**Excerpt to read**

In comparison, the IMF projects the global economy to grow at 3.2 per cent in 2024. The average annual global growth was 3.7 per cent during the decade ending FY20. “Inflationary pressures have moderated in most economies with declining global commodity prices and easing of supply chain pressures. However, core inflation remains sticky and driven by high service inflation. Many central banks have hinted at the peaking of the interest rate hike cycle.”

The survey underlines that the shares of the agriculture, industry and services sectors in overall gross value added at current prices were 17.7 per cent, 27.6 per cent and 54.7 per cent, respectively, in FY24.

As the services sector was the major contributor, the high-frequency indicators like GST collections and e-way bills showed double-digit growth, reflecting strong wholesale and retail trade. The GVA in the agriculture sector continued to grow, albeit at a slower pace, as the erratic weather patterns during the year and an uneven spatial distribution of the monsoon in 2023 impacted overall output, the survey pointed.

**Data provided**

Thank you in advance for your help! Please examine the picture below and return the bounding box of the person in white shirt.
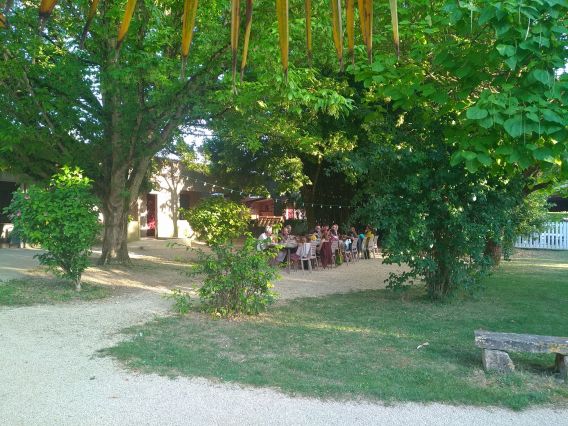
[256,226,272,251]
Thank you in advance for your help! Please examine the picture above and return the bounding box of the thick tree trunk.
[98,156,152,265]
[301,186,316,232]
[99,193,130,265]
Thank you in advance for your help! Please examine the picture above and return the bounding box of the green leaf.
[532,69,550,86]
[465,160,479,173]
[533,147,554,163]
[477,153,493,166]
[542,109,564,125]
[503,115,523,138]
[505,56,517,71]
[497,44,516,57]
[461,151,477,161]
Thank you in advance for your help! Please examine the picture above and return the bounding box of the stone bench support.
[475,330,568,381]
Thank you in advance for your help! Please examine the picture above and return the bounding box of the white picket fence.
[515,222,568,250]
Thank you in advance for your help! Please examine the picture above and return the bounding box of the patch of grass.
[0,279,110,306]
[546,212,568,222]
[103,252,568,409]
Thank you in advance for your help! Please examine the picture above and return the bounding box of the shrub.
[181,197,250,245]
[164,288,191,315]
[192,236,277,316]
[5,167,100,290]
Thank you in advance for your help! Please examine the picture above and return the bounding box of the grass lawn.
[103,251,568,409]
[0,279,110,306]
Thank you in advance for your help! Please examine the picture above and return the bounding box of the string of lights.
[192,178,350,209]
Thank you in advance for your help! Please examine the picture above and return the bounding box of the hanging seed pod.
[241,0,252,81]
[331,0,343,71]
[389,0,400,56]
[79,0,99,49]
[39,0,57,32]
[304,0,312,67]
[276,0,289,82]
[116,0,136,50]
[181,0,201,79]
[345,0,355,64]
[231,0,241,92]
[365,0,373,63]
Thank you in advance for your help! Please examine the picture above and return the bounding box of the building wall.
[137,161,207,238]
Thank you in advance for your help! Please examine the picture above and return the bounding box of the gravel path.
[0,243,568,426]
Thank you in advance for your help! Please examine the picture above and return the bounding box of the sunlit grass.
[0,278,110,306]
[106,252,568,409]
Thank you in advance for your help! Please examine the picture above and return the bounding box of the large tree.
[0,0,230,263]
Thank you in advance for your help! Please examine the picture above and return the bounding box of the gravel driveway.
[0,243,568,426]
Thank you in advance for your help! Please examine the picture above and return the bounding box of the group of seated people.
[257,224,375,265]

---

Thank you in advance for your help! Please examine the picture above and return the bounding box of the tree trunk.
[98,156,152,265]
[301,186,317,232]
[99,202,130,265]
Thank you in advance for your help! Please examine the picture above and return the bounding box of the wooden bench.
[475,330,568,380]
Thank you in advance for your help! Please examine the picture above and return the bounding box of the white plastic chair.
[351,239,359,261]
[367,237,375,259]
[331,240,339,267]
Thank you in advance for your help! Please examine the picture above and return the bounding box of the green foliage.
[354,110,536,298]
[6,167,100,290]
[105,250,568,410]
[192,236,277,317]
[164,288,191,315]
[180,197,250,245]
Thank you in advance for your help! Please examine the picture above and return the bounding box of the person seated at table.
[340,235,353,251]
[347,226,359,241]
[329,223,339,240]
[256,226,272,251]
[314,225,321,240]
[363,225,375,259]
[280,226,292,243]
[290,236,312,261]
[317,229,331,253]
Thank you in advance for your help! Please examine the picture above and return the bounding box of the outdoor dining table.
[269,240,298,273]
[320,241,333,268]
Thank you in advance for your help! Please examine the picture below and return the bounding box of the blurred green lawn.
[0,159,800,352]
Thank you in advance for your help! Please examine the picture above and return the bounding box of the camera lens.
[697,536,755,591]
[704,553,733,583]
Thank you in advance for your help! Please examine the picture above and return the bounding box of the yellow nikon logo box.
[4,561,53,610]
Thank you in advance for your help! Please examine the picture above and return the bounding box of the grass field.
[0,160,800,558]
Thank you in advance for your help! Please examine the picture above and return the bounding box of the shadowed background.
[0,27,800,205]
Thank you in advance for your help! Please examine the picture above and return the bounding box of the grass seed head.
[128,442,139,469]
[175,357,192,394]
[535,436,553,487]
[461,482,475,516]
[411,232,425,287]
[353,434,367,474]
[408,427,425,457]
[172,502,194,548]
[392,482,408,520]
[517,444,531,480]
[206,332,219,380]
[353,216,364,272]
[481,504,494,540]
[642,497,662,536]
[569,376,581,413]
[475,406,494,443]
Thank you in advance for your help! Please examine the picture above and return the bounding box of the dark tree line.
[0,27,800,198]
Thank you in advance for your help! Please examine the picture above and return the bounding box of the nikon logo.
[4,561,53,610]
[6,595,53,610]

**Tasks and exercises**
**A.** Please say whether each statement agrees with the survey excerpt, answering yes or no and quoting the words of the excerpt that decide it.
(i) The IMF projects global growth of 3.2 per cent in 2024.
(ii) Core inflation has eased along with global commodity prices.
(iii) In FY24, agriculture's share of overall gross value added was larger than industry's.
**B.** Answer these questions from the survey excerpt:
(i) What was the average annual global growth during the decade ending FY20?
(ii) Which high-frequency indicators showed double-digit growth?
(iii) What affected overall agricultural output?

**Activity answers**
**A.**
(i) Yes: "the IMF projects the global economy to grow at 3.2 per cent in 2024"
(ii) No: "However, core inflation remains sticky and driven by high service inflation."
(iii) No: "the shares of the agriculture, industry and services sectors in overall gross value added at current prices were 17.7 per cent, 27.6 per cent and 54.7 per cent, respectively, in FY24"

**B.**
(i) 3.7 per cent
(ii) GST collections and e-way bills
(iii) Erratic weather patterns during the year and an uneven spatial distribution of the monsoon in 2023